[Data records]
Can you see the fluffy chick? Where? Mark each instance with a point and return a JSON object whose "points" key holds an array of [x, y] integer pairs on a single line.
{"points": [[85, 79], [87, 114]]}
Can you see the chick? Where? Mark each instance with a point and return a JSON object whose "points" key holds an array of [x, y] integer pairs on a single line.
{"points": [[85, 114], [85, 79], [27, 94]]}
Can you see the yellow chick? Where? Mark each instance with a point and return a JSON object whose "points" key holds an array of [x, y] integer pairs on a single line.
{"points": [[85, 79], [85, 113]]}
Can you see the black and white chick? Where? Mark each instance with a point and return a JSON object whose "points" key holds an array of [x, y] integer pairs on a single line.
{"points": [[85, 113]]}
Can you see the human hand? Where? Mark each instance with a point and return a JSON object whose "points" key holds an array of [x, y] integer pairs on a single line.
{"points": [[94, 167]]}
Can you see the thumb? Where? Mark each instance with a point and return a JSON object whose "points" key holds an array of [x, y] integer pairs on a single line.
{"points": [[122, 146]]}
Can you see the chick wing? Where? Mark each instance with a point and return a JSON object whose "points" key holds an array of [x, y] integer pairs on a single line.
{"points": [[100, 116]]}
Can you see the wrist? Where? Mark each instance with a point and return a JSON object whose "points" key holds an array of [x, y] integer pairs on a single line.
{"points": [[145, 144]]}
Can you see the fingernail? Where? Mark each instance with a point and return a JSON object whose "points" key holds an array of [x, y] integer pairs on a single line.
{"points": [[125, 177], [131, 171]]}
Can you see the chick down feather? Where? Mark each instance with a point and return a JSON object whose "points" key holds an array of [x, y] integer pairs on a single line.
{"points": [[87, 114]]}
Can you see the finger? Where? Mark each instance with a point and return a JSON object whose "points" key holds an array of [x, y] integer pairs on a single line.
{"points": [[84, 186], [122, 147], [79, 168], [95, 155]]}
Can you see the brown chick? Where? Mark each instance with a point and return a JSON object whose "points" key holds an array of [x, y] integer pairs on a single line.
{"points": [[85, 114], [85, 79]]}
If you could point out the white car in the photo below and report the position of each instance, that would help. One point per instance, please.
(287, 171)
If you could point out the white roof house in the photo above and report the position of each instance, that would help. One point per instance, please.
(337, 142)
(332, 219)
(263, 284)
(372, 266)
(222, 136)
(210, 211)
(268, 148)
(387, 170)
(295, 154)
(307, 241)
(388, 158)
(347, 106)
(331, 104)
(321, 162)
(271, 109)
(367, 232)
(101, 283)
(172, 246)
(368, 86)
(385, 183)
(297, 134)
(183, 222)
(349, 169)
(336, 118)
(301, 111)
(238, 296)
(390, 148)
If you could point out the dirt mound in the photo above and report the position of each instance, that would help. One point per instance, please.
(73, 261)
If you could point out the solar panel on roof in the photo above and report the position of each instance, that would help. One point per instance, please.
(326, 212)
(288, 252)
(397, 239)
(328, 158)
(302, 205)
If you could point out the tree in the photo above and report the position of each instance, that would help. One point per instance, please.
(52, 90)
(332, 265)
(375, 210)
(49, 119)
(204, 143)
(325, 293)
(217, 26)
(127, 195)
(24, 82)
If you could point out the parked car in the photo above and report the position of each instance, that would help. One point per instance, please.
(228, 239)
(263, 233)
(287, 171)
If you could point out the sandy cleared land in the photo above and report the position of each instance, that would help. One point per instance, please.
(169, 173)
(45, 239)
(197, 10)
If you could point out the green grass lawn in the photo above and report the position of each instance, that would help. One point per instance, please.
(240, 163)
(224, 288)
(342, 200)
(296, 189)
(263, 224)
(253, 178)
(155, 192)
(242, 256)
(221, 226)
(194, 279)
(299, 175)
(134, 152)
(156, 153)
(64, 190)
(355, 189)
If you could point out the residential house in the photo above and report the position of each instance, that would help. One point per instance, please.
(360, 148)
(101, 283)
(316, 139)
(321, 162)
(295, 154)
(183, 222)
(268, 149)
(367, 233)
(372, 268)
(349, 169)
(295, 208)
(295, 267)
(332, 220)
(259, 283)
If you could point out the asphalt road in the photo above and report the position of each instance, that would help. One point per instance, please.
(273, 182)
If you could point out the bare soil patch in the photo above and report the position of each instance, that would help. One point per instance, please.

### BRIEF
Write down every line of the data exactly as it appears above.

### OUTPUT FOR THIS EXERCISE
Can you see the fluffy chick? Where? Mark each instance with a point and return a JSON object whose "points" key holds an array of [x, y] integer pairs on a single line.
{"points": [[85, 79], [87, 114]]}
Can you see the chick? Where? Mark each instance with a point and return a JSON object whose "points" key holds an array of [x, y] integer pairs on a single line.
{"points": [[85, 114], [85, 79], [27, 94]]}
Can you see the yellow chick? Where? Mark each instance with a point and return a JSON object whose "points" key holds an array of [x, y] integer pairs on a single line.
{"points": [[85, 79], [85, 113]]}
Can you see the black and white chick? Where? Mark each instance with a point and return a JSON object whose "points" key holds an array of [x, y] integer pairs on a single line.
{"points": [[85, 113]]}
Can you see the human hand? Where? Mark each instance with a point and return a JSON object whose "points" key holds an array of [x, y] integer pairs on a single line.
{"points": [[94, 167]]}
Can you see the thumb? Where? Mark each instance with a point and return a JSON object whose "points" key holds an array of [x, y] integer pairs on a single line.
{"points": [[122, 146]]}
Can you see the chick wing? Where? Mark each instance with a point and return a JSON object whose "points" key holds an array of [x, y] integer pairs on a single line.
{"points": [[100, 116]]}
Can you see the wrist? Where? Mark each instance with a point and return a JSON object whose "points" key holds an array of [x, y] integer pairs on a single line.
{"points": [[145, 144]]}
Can you see the fingernail? Where? Mark each instance with a point and return a JSON object whose "points" key holds an array of [x, y] integer pairs on a single line.
{"points": [[125, 177], [131, 171]]}
Can you see the chick down feather? Where? Mark each instance with a point and return a JSON object whose "points" key holds an array of [x, y] integer pairs on a single line.
{"points": [[87, 114]]}
Can you see the finger? Where? Mark each instance with a point and return a JSON object whose "points" key holds an array of [x, y] integer pairs on a single line.
{"points": [[84, 186], [122, 147], [79, 168], [95, 155]]}
Can you see the brown chick? Where? Mark each instance with a point and return a JSON object whose "points" key holds an array of [x, y] integer pairs on a single line.
{"points": [[85, 114], [85, 79]]}
If you could point out the white car in the photo below and report the position of each instance, that would help. One point per instance, please.
(287, 171)
If you could point out the white roof house in the photo above and report the position of each instance, that would help. One point per instance, please.
(337, 142)
(332, 219)
(263, 284)
(372, 266)
(222, 136)
(210, 211)
(268, 148)
(387, 170)
(295, 154)
(307, 241)
(388, 158)
(347, 106)
(331, 104)
(321, 162)
(271, 109)
(367, 232)
(101, 283)
(172, 246)
(368, 86)
(385, 183)
(297, 134)
(183, 222)
(349, 169)
(336, 118)
(301, 111)
(238, 296)
(390, 148)
If you could point out the dirt mound in the photo above and report the position of each instance, that would help. One point per instance, please.
(73, 261)
If you could point out the solar panel on roof in the photo above and report the position of each instance, that would help. One point per instance, please.
(326, 212)
(288, 252)
(397, 239)
(328, 158)
(302, 205)
If you could point out the tree in the photo above and report the position of each instance, that would help. One point per instance, please.
(52, 90)
(332, 265)
(375, 210)
(49, 119)
(204, 143)
(325, 293)
(217, 26)
(127, 195)
(24, 82)
If you could point out the parked car in the photo above and report the position of each instance, that would help. One point per instance, please.
(228, 239)
(263, 233)
(287, 171)
If you could point out the sandy cleared land in the photo above and report the position of each instance, that would help. One point per instance, please.
(169, 173)
(45, 239)
(197, 10)
If you could point out the green grass lawn in the photo above and report the position of each instance, that would help. One point per instance, please.
(240, 163)
(224, 288)
(342, 200)
(296, 189)
(263, 224)
(253, 178)
(155, 192)
(242, 256)
(221, 226)
(194, 279)
(299, 175)
(134, 152)
(156, 153)
(64, 190)
(355, 189)
If you could point out the residential house in the photo above and report the position of each instance, that would help. One point per instance, please.
(360, 148)
(101, 283)
(316, 139)
(321, 162)
(295, 154)
(183, 222)
(268, 149)
(367, 233)
(372, 268)
(349, 169)
(295, 208)
(295, 267)
(332, 220)
(259, 283)
If you could point out the asphalt road in the photo above and report the position of each instance, that would help. One point per instance, please.
(273, 182)
If you could point out the bare soil patch in the photo above and report the position of each instance, that would help. One point per instance, please.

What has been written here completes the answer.